EXTRACTED TEXT
%%

Labor is honorable. I enjoy working. In fact, my children sometimes ask me if I know how to play. Work IS play for me, but in the Fall of 1996 I wasn't having much fun.
9/16/96 “I’ve been delinquent in recording our gifts. We have received decreasing amounts each month. The past 2 months have been under $900 per month. It has pressed me to become more sober about my dependence upon God. I’ve been sent to my knees again in earnest. The result has been a greater and purer dependence upon God to provide our needs....I’ve tried—I mean I have really tried to produce an income through (MLM sales company) and also sign painting. The result has been a $0 net profit. God is my strength.” 9/17/96 “…blessed today with a $37 check from (MLM sales company), realized $2455 gain on some investments I made some months ago,…and a car lot asked me to come tomorrow and paint some more signs.”
9/96 " It took 9 hours in the hot summer sun, but I found and completed my first sign job. I prayed with almost every stroke of the brush that I wouldn’t ruin this guy’s window. I didn’t, and he paid me $75. I was so thankful. It felt good to actually produce something for our family. It has been a long time."
9/27/96 “I got some work this week hanging a sign ($50). Also was offered work painting trim at SS Family’s house.”
9/28/96 “SS Family gave us about $50 worth of beef!”

%%

PROBLEM 1
Return the passage of the Fall 1996 journal excerpt starting with "Labor is honorable." and going on through "having much fun.", word for word.
PROBLEM 2
Take the Fall 1996 journal excerpt further, continuing on from its final sentence.

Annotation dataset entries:
%%

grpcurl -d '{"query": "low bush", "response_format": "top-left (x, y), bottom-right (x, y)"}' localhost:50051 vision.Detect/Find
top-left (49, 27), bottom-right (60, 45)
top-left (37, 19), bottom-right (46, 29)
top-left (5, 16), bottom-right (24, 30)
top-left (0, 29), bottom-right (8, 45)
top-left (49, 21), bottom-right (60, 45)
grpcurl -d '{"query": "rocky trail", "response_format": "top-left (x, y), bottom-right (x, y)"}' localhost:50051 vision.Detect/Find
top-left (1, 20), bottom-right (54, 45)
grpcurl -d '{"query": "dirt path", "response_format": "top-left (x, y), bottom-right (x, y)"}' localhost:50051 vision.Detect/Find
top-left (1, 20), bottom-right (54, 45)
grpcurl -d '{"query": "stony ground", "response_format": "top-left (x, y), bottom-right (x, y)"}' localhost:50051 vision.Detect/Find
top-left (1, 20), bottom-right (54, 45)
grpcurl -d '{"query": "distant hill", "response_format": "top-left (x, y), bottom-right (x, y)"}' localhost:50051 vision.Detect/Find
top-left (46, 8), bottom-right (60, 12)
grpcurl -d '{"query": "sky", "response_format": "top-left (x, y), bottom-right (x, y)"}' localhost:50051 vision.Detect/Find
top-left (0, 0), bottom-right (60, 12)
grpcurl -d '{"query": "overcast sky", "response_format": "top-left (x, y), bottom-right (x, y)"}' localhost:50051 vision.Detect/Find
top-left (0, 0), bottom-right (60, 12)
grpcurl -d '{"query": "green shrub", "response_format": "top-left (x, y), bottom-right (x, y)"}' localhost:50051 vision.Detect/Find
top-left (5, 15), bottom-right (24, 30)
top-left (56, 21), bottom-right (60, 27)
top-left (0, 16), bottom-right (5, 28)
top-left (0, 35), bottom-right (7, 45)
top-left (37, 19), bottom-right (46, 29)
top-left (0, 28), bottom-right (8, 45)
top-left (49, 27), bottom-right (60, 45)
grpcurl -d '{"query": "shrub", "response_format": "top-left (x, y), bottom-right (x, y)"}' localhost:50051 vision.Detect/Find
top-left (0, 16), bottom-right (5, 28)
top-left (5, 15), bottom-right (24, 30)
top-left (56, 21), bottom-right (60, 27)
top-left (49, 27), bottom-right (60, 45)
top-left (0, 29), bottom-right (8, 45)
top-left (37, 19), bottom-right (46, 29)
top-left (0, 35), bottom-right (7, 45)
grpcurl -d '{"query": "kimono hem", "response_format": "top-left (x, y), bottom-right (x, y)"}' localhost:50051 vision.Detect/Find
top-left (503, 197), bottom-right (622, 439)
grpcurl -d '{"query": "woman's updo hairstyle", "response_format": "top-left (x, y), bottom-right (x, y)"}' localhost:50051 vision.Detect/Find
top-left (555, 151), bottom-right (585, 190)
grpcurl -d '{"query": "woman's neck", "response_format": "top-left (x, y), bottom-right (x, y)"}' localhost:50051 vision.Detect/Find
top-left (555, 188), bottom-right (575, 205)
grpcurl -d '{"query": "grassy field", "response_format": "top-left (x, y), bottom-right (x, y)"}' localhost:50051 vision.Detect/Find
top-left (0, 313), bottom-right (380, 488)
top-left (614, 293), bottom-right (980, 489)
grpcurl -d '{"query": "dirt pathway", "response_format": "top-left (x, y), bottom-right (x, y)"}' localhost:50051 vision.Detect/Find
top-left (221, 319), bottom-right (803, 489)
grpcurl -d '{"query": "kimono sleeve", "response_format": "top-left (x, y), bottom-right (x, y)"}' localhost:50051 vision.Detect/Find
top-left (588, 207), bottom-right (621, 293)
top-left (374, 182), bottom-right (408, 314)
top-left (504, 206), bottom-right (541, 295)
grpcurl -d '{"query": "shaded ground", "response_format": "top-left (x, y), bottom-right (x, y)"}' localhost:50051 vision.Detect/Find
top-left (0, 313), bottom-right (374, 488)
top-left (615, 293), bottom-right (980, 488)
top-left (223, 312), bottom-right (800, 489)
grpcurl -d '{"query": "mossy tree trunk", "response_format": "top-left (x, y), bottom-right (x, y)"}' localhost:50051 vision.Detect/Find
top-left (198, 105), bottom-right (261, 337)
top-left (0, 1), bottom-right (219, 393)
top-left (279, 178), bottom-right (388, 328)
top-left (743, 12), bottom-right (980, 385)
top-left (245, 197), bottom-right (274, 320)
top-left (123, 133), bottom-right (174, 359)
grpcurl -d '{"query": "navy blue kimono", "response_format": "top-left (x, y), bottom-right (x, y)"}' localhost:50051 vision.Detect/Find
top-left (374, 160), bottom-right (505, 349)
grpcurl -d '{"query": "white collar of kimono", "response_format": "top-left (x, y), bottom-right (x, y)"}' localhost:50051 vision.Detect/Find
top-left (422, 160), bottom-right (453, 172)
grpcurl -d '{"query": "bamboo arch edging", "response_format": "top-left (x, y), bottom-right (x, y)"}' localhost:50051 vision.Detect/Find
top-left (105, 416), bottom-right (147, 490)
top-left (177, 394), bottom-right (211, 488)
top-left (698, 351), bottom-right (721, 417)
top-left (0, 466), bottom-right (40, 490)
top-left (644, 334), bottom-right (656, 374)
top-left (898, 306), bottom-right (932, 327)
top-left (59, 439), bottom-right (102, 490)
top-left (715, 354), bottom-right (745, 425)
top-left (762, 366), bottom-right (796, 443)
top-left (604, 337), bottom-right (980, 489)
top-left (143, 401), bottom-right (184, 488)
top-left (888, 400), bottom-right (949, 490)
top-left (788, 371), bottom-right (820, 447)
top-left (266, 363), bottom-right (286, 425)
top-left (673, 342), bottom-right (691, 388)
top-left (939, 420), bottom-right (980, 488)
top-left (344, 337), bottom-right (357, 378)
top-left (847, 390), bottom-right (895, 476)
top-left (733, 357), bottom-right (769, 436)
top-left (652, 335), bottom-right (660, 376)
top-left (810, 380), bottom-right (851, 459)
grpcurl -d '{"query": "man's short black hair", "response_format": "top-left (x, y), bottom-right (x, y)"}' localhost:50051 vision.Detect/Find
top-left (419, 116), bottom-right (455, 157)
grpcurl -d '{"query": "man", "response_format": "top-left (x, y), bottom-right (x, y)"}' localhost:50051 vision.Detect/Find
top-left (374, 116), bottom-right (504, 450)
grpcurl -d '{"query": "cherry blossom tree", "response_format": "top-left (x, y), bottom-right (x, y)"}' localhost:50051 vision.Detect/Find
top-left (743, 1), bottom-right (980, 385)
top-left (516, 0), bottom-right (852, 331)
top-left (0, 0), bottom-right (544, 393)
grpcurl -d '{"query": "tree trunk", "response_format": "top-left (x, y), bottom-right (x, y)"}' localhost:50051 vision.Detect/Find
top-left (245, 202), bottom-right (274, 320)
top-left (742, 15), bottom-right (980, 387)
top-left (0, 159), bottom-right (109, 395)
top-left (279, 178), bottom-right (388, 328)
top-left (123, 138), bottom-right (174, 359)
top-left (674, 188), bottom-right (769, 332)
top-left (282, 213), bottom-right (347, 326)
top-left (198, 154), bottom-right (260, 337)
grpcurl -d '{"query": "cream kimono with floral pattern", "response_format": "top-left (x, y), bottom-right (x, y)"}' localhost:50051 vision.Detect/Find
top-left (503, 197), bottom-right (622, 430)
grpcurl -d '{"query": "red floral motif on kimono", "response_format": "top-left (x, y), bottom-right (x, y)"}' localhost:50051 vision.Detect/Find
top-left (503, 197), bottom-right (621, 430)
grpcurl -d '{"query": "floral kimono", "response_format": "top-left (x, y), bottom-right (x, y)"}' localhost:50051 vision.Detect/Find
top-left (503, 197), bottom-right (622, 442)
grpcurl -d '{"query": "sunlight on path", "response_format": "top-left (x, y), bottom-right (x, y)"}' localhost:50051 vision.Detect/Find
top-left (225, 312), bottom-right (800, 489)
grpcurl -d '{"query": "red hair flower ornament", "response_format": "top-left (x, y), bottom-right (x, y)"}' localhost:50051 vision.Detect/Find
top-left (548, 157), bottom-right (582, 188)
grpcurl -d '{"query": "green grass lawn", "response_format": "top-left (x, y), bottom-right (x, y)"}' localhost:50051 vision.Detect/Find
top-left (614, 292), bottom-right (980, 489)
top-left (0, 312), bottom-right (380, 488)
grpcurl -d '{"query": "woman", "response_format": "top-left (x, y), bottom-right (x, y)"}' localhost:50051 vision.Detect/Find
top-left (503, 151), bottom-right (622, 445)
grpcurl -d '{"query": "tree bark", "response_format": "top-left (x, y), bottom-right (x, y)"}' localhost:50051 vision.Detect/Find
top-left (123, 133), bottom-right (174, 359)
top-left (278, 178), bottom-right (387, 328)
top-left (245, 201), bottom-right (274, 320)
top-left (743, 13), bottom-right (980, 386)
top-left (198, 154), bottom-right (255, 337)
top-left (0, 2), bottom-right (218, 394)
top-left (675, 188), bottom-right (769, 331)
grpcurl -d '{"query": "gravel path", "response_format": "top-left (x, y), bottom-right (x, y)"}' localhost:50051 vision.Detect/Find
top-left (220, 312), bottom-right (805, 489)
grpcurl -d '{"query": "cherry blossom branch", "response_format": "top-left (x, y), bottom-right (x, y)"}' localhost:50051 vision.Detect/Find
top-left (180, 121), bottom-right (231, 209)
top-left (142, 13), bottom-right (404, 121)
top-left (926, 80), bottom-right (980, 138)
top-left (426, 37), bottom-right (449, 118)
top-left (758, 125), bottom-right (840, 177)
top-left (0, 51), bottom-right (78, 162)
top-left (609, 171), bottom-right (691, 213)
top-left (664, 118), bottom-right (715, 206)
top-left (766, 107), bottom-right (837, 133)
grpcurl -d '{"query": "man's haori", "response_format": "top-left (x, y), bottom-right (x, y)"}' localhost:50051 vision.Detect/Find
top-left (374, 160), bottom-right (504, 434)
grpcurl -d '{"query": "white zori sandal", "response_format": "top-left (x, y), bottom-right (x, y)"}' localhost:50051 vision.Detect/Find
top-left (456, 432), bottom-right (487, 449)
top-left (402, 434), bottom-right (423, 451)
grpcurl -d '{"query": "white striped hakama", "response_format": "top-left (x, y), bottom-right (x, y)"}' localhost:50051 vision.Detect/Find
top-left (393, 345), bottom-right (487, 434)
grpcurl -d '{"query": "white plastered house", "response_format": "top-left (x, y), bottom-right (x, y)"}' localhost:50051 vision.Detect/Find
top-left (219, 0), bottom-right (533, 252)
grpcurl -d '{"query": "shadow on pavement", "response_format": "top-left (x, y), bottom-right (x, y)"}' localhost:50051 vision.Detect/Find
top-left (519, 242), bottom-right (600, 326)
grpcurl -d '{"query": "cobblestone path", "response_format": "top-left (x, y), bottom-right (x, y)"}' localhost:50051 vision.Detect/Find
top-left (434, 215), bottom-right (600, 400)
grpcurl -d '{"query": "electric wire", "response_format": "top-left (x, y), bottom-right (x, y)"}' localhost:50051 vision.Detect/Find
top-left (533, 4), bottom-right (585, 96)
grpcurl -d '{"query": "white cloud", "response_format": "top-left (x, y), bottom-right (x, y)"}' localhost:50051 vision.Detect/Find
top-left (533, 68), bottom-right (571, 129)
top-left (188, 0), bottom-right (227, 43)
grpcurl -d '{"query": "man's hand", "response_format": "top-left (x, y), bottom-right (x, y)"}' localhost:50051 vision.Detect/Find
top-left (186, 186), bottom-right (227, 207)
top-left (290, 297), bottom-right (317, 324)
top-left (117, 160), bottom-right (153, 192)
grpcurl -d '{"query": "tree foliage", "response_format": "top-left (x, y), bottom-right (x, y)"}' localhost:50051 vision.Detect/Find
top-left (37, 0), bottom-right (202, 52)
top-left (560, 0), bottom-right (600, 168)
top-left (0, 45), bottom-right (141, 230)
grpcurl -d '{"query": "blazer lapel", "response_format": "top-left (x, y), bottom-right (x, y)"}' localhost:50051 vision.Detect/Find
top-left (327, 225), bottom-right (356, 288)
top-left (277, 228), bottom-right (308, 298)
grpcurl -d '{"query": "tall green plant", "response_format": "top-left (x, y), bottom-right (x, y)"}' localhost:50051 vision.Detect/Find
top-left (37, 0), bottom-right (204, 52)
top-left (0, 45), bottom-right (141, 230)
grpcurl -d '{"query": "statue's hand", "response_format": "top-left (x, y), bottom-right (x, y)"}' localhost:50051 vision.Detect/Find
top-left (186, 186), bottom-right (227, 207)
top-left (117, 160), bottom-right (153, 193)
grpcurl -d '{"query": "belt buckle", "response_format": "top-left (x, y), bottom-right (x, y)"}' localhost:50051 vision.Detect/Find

%%

EXERCISE OUTPUT 1
Labor is honorable. I enjoy working. In fact, my children sometimes ask me if I know how to play. Work IS play for me, but in the Fall of 1996 I wasn't having much fun.

EXERCISE OUTPUT 2
11/15/96NOTE: I often noted my many thoughts in my journal entries. They ranged from the monetary to the heavenly. They bounced through in random order at times; I merely noted them as they came. This reflective-thinking was part talking with God, part introspective, and part thinking aloud. Below is a snippet from a more lengthy entry that illustrates the many varied thoughts and issues racing though my mind in November 1996.
“Today …Prioritize time with God…Follow God into the streets today. Paint my signs and listen. Observe the people—especially the poor. It may be that a mountain man will come by..…My children need me. I need to give them time…The Word is our comfort—I must read it for reassurance and hope.”
12/2/96 “We are being carried by gifts. Without them, I can safely say we would not still be in Appalachia. I wonder how much longer we can remain unless they increase or unless our earnings increase. It is at present a difficult leg of the journey…doubts about the…decision to be here are much more regular and convincing and yet, somehow, the Lord continues to empower and enable us to put one foot ahead of the next.”
12/17/96 “God has been great. Over the 1996 year God has graciously given us almost $14,000.”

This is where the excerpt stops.